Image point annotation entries
⟨

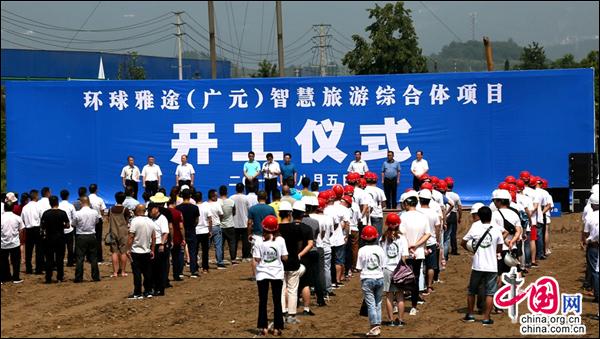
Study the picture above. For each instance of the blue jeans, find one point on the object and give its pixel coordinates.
(217, 239)
(373, 293)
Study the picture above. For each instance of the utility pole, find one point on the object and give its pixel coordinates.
(280, 38)
(211, 33)
(179, 47)
(323, 35)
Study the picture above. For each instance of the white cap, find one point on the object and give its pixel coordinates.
(285, 206)
(10, 197)
(501, 194)
(476, 206)
(425, 194)
(299, 206)
(594, 199)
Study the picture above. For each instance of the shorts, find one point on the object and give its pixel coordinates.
(487, 279)
(431, 261)
(533, 232)
(388, 286)
(340, 254)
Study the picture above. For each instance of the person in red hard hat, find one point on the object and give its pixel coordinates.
(371, 262)
(395, 246)
(269, 254)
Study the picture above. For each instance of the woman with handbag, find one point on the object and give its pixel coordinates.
(395, 246)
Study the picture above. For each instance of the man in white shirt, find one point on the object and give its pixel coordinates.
(99, 206)
(416, 228)
(151, 176)
(32, 219)
(184, 174)
(357, 165)
(141, 241)
(418, 168)
(485, 264)
(86, 243)
(12, 233)
(66, 206)
(130, 176)
(270, 171)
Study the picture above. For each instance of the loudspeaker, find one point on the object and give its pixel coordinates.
(583, 170)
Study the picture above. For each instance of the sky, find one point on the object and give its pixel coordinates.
(246, 29)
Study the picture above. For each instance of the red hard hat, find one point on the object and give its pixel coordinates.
(349, 190)
(369, 233)
(347, 199)
(426, 186)
(338, 190)
(270, 223)
(362, 183)
(392, 220)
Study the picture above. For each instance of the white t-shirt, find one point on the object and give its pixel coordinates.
(202, 227)
(185, 171)
(214, 210)
(70, 210)
(359, 167)
(485, 259)
(434, 221)
(371, 261)
(142, 228)
(394, 251)
(419, 167)
(12, 224)
(131, 173)
(31, 215)
(378, 196)
(151, 173)
(162, 227)
(269, 252)
(498, 221)
(415, 225)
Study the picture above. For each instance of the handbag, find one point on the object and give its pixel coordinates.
(403, 274)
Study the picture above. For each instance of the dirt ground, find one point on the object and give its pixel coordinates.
(224, 303)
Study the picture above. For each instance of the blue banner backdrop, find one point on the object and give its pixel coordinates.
(475, 127)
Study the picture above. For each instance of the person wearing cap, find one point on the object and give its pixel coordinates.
(184, 173)
(130, 176)
(12, 233)
(484, 268)
(85, 240)
(418, 167)
(371, 262)
(269, 253)
(270, 171)
(358, 165)
(395, 246)
(415, 226)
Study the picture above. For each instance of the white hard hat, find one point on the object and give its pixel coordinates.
(476, 206)
(299, 206)
(425, 194)
(285, 206)
(501, 194)
(510, 261)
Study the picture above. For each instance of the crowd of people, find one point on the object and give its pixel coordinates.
(300, 243)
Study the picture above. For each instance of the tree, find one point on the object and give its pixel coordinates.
(130, 70)
(393, 46)
(265, 70)
(533, 57)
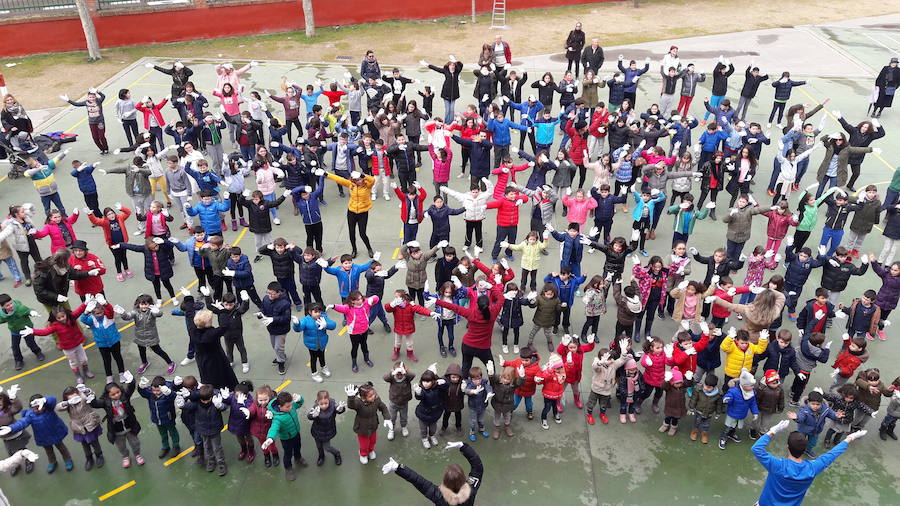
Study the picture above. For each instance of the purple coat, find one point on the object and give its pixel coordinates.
(890, 288)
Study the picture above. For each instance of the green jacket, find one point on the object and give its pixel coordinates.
(285, 425)
(18, 319)
(679, 219)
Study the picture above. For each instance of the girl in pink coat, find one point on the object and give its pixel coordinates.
(356, 313)
(60, 230)
(654, 363)
(578, 207)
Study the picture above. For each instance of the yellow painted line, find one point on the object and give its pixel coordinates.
(117, 490)
(124, 327)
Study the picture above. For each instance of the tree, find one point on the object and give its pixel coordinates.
(90, 33)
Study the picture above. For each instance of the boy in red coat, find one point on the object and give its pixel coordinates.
(573, 356)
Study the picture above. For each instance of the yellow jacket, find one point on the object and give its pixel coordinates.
(360, 195)
(736, 359)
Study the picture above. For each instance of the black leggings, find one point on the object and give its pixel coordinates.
(358, 341)
(119, 255)
(108, 354)
(142, 351)
(316, 356)
(166, 283)
(362, 220)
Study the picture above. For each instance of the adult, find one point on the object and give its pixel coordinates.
(887, 82)
(369, 67)
(450, 88)
(574, 45)
(790, 478)
(481, 316)
(592, 57)
(212, 363)
(456, 488)
(180, 76)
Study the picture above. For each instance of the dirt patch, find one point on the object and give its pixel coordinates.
(37, 80)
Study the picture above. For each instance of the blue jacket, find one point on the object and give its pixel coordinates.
(210, 215)
(348, 281)
(501, 131)
(639, 204)
(811, 422)
(243, 272)
(86, 183)
(314, 338)
(571, 247)
(162, 408)
(105, 332)
(440, 219)
(566, 290)
(738, 407)
(797, 272)
(48, 427)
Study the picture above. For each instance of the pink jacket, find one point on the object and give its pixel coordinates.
(778, 224)
(155, 112)
(357, 317)
(578, 209)
(441, 169)
(656, 373)
(56, 238)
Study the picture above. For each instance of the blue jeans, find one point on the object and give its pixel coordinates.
(832, 235)
(529, 402)
(53, 198)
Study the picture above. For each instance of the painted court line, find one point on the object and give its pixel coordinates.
(117, 490)
(124, 327)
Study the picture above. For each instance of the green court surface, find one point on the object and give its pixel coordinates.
(572, 463)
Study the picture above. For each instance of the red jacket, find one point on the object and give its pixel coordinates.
(529, 387)
(155, 112)
(103, 223)
(404, 323)
(404, 208)
(507, 210)
(90, 284)
(686, 362)
(573, 368)
(578, 146)
(67, 336)
(778, 224)
(554, 386)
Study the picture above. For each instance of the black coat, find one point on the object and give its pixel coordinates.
(211, 360)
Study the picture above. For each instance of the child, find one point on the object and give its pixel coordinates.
(740, 401)
(324, 425)
(49, 429)
(146, 334)
(504, 386)
(365, 401)
(63, 323)
(431, 392)
(85, 424)
(122, 427)
(160, 395)
(18, 316)
(704, 404)
(675, 404)
(479, 393)
(239, 419)
(399, 395)
(811, 419)
(769, 400)
(553, 378)
(404, 323)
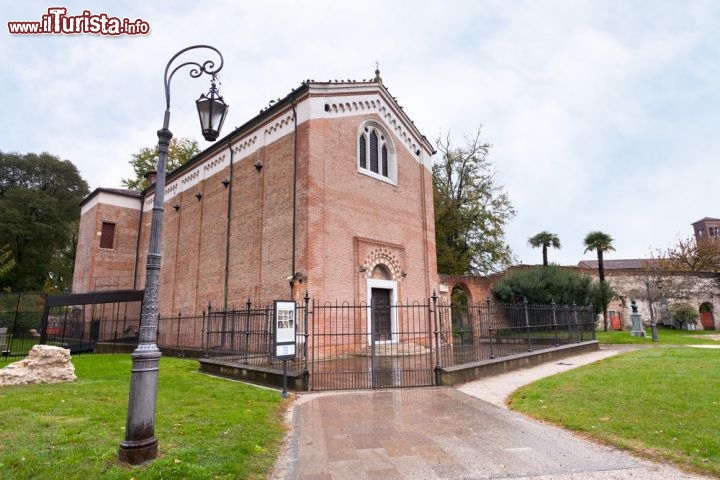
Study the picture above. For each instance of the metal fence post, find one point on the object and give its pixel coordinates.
(373, 353)
(527, 323)
(203, 332)
(246, 350)
(438, 353)
(305, 334)
(490, 329)
(577, 326)
(312, 348)
(552, 304)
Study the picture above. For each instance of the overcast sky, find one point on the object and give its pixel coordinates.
(603, 115)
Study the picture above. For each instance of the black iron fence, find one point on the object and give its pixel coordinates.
(339, 345)
(345, 346)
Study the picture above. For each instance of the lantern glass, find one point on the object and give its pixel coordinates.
(212, 111)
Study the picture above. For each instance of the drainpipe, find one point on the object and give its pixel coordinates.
(292, 273)
(228, 230)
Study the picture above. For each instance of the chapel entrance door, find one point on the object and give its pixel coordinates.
(381, 317)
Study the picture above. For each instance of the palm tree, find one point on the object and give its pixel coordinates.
(544, 239)
(600, 242)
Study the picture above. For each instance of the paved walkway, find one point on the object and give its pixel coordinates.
(446, 433)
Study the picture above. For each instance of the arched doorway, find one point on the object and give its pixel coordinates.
(707, 319)
(382, 293)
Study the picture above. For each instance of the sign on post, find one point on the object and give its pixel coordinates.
(284, 326)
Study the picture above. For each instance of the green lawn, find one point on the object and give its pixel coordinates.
(208, 428)
(666, 336)
(660, 403)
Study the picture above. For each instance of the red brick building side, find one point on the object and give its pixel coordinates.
(230, 232)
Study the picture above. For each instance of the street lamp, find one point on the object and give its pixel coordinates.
(140, 444)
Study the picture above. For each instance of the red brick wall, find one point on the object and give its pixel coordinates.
(101, 268)
(344, 220)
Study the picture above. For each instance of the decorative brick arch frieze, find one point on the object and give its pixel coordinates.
(386, 257)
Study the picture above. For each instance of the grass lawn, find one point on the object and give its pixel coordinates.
(666, 336)
(208, 428)
(660, 403)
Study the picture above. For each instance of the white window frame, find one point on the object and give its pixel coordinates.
(392, 153)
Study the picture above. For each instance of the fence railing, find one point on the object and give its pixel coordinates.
(339, 345)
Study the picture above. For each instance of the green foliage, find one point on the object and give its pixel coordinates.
(39, 201)
(659, 403)
(543, 286)
(684, 313)
(180, 152)
(599, 242)
(20, 312)
(7, 260)
(601, 293)
(545, 240)
(208, 428)
(471, 210)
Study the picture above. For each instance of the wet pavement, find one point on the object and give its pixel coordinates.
(440, 433)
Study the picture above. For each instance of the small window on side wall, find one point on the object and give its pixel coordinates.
(107, 235)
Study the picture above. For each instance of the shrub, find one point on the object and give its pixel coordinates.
(684, 313)
(545, 285)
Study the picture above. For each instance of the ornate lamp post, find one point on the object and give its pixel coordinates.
(140, 443)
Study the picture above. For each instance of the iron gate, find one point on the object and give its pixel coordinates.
(383, 345)
(380, 345)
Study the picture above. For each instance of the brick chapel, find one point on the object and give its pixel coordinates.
(328, 191)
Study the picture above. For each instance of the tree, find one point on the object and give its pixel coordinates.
(471, 210)
(545, 285)
(180, 151)
(690, 255)
(7, 260)
(545, 240)
(542, 286)
(39, 200)
(600, 242)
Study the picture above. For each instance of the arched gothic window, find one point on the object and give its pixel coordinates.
(376, 154)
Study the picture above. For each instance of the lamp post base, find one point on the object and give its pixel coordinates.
(136, 452)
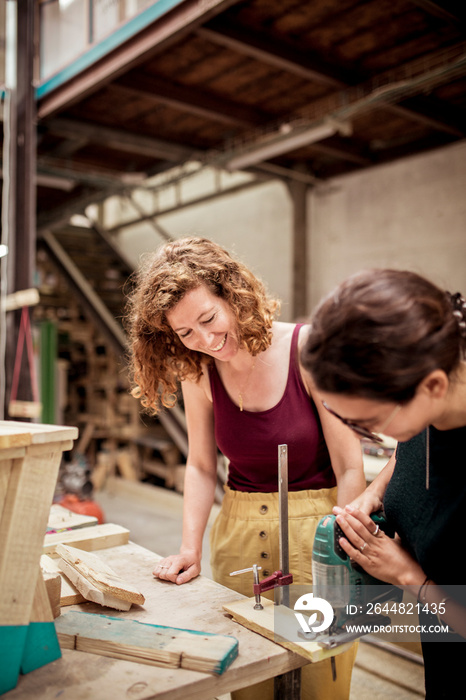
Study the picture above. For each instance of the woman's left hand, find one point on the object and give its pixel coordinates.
(381, 556)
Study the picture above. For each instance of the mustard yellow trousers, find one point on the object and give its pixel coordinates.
(246, 532)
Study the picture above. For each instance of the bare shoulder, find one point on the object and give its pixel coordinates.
(198, 390)
(303, 333)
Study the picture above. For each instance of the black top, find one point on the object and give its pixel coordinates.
(431, 522)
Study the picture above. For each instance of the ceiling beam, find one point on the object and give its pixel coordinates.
(117, 138)
(449, 10)
(192, 100)
(276, 53)
(163, 32)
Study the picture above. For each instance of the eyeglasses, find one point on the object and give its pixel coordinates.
(364, 433)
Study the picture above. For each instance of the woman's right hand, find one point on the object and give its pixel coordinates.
(368, 502)
(178, 568)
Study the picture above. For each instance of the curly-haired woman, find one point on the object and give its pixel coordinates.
(387, 351)
(201, 318)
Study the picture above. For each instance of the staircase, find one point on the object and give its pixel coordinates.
(85, 279)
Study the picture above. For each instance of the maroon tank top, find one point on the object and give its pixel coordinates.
(250, 439)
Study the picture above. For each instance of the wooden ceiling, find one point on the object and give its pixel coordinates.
(208, 80)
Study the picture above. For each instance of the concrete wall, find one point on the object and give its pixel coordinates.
(409, 214)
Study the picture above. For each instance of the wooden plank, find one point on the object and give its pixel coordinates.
(24, 520)
(16, 433)
(197, 606)
(147, 643)
(263, 622)
(69, 594)
(97, 581)
(61, 518)
(87, 538)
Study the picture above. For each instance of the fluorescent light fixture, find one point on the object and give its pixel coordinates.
(285, 140)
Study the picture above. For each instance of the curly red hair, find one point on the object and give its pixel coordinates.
(158, 358)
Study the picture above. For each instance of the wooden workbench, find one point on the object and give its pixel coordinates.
(196, 605)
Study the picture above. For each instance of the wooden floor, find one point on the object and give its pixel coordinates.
(153, 516)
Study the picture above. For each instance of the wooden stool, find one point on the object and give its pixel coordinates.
(30, 456)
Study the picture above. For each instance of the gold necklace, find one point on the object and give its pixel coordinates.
(243, 387)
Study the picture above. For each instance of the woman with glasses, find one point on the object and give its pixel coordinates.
(200, 318)
(387, 353)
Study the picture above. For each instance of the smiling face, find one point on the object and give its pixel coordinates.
(205, 323)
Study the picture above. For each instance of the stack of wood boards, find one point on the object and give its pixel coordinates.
(30, 456)
(146, 643)
(66, 528)
(95, 580)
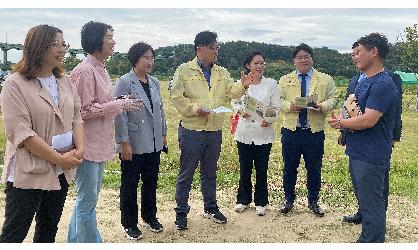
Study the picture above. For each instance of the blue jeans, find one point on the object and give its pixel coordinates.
(196, 147)
(83, 223)
(370, 181)
(311, 146)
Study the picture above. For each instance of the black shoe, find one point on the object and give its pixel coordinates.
(181, 221)
(215, 215)
(133, 233)
(316, 209)
(352, 218)
(154, 225)
(286, 207)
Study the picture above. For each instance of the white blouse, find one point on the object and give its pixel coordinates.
(249, 129)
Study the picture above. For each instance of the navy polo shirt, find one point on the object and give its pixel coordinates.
(374, 145)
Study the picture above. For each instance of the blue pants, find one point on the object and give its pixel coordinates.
(355, 188)
(143, 167)
(83, 223)
(311, 146)
(203, 147)
(250, 156)
(370, 181)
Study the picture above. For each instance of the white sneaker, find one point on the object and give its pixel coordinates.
(260, 211)
(239, 208)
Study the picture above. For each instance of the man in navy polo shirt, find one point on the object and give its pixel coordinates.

⟩

▶ Stated task
Find the line containing "white blouse, find", then output it and every line after it to the end of the data, exactly.

▶ Task answer
Study the picture above. For each instance of the white blouse, find one point on the object and give its pixel coordinates.
(249, 129)
Study the picture above. For each instance of the navy polo shirt, find one point on the object and give its pixel coordinates.
(374, 145)
Study the picture above. For each instance of the blue pants, find one point on the object and give its pixel coordinates.
(355, 188)
(143, 167)
(83, 223)
(311, 146)
(203, 147)
(250, 156)
(370, 181)
Study the picture above. For each instance of the white sneaker, find one point on the object and give its pixel coordinates.
(260, 211)
(239, 208)
Study the picture above. For each instance of the man in navy polo shirt, find one point on the object and give its pixel coordinates.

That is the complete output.